## [DATA LINES]

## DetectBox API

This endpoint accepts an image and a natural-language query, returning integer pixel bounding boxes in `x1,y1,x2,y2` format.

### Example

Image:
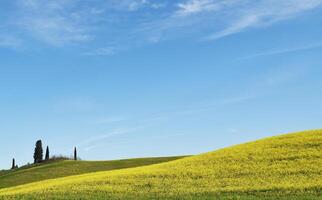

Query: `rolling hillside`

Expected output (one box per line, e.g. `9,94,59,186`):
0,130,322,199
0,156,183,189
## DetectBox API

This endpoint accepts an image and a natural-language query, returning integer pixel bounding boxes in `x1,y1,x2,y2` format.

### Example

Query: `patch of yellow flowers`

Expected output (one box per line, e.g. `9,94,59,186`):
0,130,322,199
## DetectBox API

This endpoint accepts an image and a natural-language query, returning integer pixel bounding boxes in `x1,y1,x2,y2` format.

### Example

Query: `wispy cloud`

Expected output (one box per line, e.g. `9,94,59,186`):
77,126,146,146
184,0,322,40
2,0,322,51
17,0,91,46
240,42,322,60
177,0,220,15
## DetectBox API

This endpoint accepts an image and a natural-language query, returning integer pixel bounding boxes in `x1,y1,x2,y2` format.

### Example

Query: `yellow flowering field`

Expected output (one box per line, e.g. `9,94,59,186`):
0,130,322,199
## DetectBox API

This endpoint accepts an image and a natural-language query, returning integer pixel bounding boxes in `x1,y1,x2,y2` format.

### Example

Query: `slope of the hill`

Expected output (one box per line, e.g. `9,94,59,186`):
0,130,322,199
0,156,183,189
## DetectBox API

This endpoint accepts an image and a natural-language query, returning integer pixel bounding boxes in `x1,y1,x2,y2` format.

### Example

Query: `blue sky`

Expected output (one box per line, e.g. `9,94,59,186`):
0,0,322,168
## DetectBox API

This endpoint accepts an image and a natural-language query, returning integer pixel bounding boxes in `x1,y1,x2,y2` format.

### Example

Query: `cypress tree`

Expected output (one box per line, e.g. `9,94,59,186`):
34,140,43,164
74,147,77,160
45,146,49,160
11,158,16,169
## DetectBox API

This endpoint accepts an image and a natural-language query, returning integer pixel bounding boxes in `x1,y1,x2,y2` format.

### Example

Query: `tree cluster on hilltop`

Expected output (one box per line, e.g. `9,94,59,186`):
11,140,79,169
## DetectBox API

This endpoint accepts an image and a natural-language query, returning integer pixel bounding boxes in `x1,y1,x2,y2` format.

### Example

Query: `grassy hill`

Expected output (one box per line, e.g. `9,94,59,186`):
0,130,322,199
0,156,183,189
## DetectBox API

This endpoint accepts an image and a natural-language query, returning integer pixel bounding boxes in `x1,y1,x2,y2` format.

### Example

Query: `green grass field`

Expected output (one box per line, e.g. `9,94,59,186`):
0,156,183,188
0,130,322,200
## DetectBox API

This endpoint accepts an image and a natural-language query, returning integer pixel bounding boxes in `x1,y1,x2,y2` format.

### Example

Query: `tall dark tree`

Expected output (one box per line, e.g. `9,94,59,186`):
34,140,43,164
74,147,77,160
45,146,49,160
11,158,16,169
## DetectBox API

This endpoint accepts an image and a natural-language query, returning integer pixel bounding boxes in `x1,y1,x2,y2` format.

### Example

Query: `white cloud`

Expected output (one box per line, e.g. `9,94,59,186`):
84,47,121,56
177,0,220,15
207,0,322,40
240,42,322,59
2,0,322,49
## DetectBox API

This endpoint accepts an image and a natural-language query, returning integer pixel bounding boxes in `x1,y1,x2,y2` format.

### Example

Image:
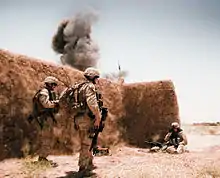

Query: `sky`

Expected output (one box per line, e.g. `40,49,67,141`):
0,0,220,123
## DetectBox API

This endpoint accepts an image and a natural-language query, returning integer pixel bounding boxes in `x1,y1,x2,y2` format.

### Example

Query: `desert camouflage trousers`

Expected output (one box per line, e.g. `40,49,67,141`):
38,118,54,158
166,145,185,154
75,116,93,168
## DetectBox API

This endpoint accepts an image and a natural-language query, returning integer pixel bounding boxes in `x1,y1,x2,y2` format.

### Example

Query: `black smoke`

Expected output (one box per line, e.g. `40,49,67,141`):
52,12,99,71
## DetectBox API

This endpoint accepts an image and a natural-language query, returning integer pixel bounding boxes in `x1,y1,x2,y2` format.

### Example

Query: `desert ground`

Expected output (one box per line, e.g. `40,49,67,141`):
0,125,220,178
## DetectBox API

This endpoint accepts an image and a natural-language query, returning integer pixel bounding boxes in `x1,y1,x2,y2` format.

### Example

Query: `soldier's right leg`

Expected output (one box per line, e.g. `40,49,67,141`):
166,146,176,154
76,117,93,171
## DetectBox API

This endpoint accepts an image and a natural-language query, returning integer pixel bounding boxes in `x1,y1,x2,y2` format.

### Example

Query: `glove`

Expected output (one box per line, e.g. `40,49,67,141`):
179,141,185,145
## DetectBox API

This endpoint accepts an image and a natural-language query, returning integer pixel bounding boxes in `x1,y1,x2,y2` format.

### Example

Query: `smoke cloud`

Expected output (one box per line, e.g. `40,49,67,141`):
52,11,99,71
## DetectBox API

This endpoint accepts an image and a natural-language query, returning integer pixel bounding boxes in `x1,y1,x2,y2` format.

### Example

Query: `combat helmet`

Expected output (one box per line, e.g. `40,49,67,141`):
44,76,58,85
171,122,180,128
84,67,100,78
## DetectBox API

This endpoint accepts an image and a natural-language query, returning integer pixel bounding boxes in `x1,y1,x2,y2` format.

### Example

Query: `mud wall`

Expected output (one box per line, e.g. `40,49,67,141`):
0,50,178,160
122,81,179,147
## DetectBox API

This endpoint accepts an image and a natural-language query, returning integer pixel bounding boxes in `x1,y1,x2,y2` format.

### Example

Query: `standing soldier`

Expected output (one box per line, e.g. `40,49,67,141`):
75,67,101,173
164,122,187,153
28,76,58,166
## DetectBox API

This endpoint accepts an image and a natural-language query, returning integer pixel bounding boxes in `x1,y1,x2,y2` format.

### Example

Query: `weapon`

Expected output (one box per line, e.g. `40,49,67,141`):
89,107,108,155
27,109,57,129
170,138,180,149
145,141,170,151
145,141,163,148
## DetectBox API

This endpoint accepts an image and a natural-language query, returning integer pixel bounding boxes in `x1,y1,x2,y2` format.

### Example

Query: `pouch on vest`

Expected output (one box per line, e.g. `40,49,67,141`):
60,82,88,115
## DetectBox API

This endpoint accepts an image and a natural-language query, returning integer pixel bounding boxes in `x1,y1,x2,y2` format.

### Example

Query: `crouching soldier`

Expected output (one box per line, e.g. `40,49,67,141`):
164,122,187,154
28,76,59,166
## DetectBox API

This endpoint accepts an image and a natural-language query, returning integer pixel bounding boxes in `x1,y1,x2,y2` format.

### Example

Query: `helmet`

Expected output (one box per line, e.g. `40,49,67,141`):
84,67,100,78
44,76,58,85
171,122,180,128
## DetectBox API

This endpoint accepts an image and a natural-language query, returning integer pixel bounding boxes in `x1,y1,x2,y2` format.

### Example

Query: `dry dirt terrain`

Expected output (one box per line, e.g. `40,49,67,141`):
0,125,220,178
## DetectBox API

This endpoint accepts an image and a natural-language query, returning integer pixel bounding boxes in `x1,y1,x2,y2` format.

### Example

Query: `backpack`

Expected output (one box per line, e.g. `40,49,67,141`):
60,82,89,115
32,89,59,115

## [INSTRUCTIONS TO FOLLOW]
Can you repeat every record above exactly, apart from the pictures?

## [ANSWER IN FULL]
## DetectBox API

This endpoint accepts an image and a natural-language query, returning integer pixel bounding boxes in `x1,y1,x2,y2` format.

### Example

Image:

Query: `rolling hillside`

Expected output (one box per line, e.g. `9,94,59,186`):
0,130,322,199
0,156,183,189
## DetectBox API

This endpoint accepts an image and a natural-language query, returning integer pixel bounding boxes in `x1,y1,x2,y2` format.

### Example

Query: `patch of yellow flowers`

Expected output (one box per line, e.g. `9,94,59,186`):
0,130,322,199
## DetectBox API

This endpoint accepts an image and a natural-language query, returning integer pixel bounding boxes in `x1,y1,x2,y2` format.

### Example

Query: `wispy cloud`

Expected output (one box per line, e.g. `9,94,59,186`):
77,126,146,146
184,0,322,40
2,0,322,51
17,0,91,46
240,42,322,60
177,0,220,15
## DetectBox API

This endpoint accepts an image and a natural-language query, returning integer pixel bounding boxes in `x1,y1,x2,y2` format.

### Example

Query: `yellow flowering field`

Expected output (one box per line, e.g. `9,94,59,186`):
0,130,322,199
## DetectBox API

This endpoint accepts an image and a natural-language query, returning integer pixel bounding boxes in `x1,y1,x2,y2` format.

### Example

Query: `slope of the hill`

Expected output (one box per line, e.g. `9,94,59,186`):
0,130,322,199
0,156,183,189
## DetectBox API

This endpoint accepts an image and a natural-language query, returning integer pixel bounding boxes in `x1,y1,x2,y2` format.

### Example

Query: `blue sky`

Expected output (one box per line, e.g. `9,94,59,186`):
0,0,322,168
## DetectBox API

This endpoint accepts an image and a natural-language query, returning integer pixel bounding boxes in `x1,y1,x2,y2` format.

### Example

Query: `cypress tree`

Expected output (one box per line, e.g. `9,94,59,186`):
34,140,43,164
74,147,77,160
45,146,49,160
11,158,16,169
## DetectBox API

This endpoint accepts an image and a natural-language query, returning integer pixel bounding boxes in `x1,y1,x2,y2` format.

### Example

Query: `tree cluster on hilltop`

Expected output (one box per line, e.g. `9,94,59,186`):
11,140,79,169
## DetectBox API

This endpoint accepts an image and a natural-language query, returning integer pixel bounding boxes in `x1,y1,x2,y2` format.

### Example

Query: `grassy hill`

Expected output (one box per line, e.g. `9,94,59,186`):
0,130,322,199
0,156,183,189
## DetectBox API

This endpoint accepts an image and a natural-language query, returning integer pixel bounding boxes in `x1,y1,x2,y2` format.

### Example

Query: `green grass field`

Expected output (one box per line, e.g. `9,94,59,186`):
0,156,183,188
0,130,322,200
## DetectBox API

This endpoint accepts an image and a natural-language query, returning integer pixel bounding boxes in `x1,y1,x2,y2` format.

### Example

Query: `tall dark tree`

Expected output (one box per line, e.g. `9,94,59,186`):
34,140,43,164
74,147,77,160
45,146,49,160
11,158,16,169
## DetectBox API

This endpoint accepts an image and a natural-language query, returning integer pixel bounding boxes in `x1,y1,x2,y2` format.

### Example

Query: `white cloud`

Expected output (one box per line, e.g. `9,94,59,186`):
84,47,121,56
177,0,220,15
207,0,322,40
240,42,322,59
2,0,322,49
## DetectBox API

This endpoint accepts an image and a natural-language query, returning integer pixel bounding boxes in `x1,y1,x2,y2` format.

### Example

Image:

Query: `sky`

Expected output (one box per line, e.g. `40,49,67,141`):
0,0,220,123
## DetectBox API

This endpoint accepts an image and a natural-language query, returning integer pixel bounding boxes in `x1,y1,x2,y2` format.

### Example

Query: `desert camouflage trousers`

Expected output (one box per line, e.g. `40,49,67,141`):
38,118,54,158
166,145,185,154
75,116,93,168
## DetectBox API

This endpoint accepts an image and a natural-language query, returning integer pixel bounding boxes in `x1,y1,x2,y2` format.

### Example

Query: `black smoke`

Expected output (one box per line, e.g. `40,49,67,141`):
52,12,99,71
## DetectBox API

This endpoint accepts an image and a natural-language query, returning integer pixel bounding boxes in `x1,y1,x2,y2` format.

### Example

Query: `desert ground`

Expected output (one box per line, e.g. `40,49,67,141`):
0,125,220,178
## DetectBox API

This endpoint accepts an image and a natural-language query, returning integer pixel bounding boxes in `x1,y1,x2,y2` format.

### Example

Query: `soldier's right leg`

Expected output (one box per line, e.g. `40,49,67,141`):
166,146,176,154
76,117,93,171
## DetectBox API

This endpoint accepts an image and a natural-language query, returning integer pixel bounding boxes in `x1,y1,x2,y2` format.

### Example

Query: `glove`

Expected output (one box per line, e.g. `40,49,67,141`):
179,141,185,145
## DetectBox API

This endpoint accepts an image and a natural-language query, returning integer pixel bounding boxes in `x1,y1,x2,y2` format.

### Example

Query: `smoke cloud`

Expected output (one box per line, e.g. `40,49,67,141`):
52,11,99,71
## DetectBox API

This endpoint accepts an image and a natural-language query, returning integer pixel bounding boxes in `x1,y1,x2,y2` format.

### Example

Query: `combat helmet`

Expected output (one box per line, e.g. `40,49,67,141`):
44,76,58,85
171,122,180,128
84,67,100,78
## DetectBox API

This endpoint accepts an image and a natural-language query, returning integer pixel bounding boxes in `x1,y1,x2,y2` format.

### Example

Query: `mud wall`

Expected output (one box per line, e.g. `40,49,67,141`):
0,50,178,160
122,81,179,147
## DetectBox API

This endpoint accepts an image and a natural-language query, returning integer pixel bounding boxes in `x1,y1,x2,y2` format.

### Example

Query: `standing soldier`

Expected output (one box per line, e.g. `40,49,67,141`):
75,67,101,173
164,122,187,153
28,76,58,166
## DetectBox API

This endpoint accepts an image and a natural-language query, returning integer pixel bounding boxes in `x1,y1,x2,y2` format.

### Example

Query: `weapon`

Expected output (one box per line, e.g. `40,49,67,141`):
89,107,108,155
27,109,57,129
170,138,180,149
145,141,170,151
145,141,163,148
## DetectBox API

This endpoint accepts an image and a natural-language query, returning integer pixel bounding boxes in `x1,y1,x2,y2` format.

### Example

Query: `pouch on vest`

Expected output (one box per line, e.g. `40,49,67,141`):
60,82,88,115
## DetectBox API

This endpoint accepts an image and a natural-language query, returning integer pixel bounding boxes in `x1,y1,x2,y2` format.

### Example

Query: `crouching soldier`

Expected output (one box per line, e.g. `40,49,67,141`):
164,122,187,154
28,76,59,166
## DetectBox API

This endpoint accepts an image and a natural-language query, returning integer pixel bounding boxes in `x1,y1,x2,y2` format.

### Example

Query: `helmet`

Expected output (one box per line, e.g. `40,49,67,141`):
84,67,100,78
44,76,58,85
171,122,180,128
## DetectBox API

This endpoint accepts an image and a natural-language query, returning integer pixel bounding boxes in `x1,y1,x2,y2` format.

### Example

Query: `dry dirt terrain`

Expected output (one box per line, e.g. `40,49,67,141`):
0,125,220,178
## DetectBox API

This endpoint accepts an image and a natural-language query, returning integer pixel bounding boxes in `x1,y1,x2,y2` format.

### Example

Query: `backpack`

Expected output (one box per line, e.g. `40,49,67,141`):
60,82,89,115
32,89,59,115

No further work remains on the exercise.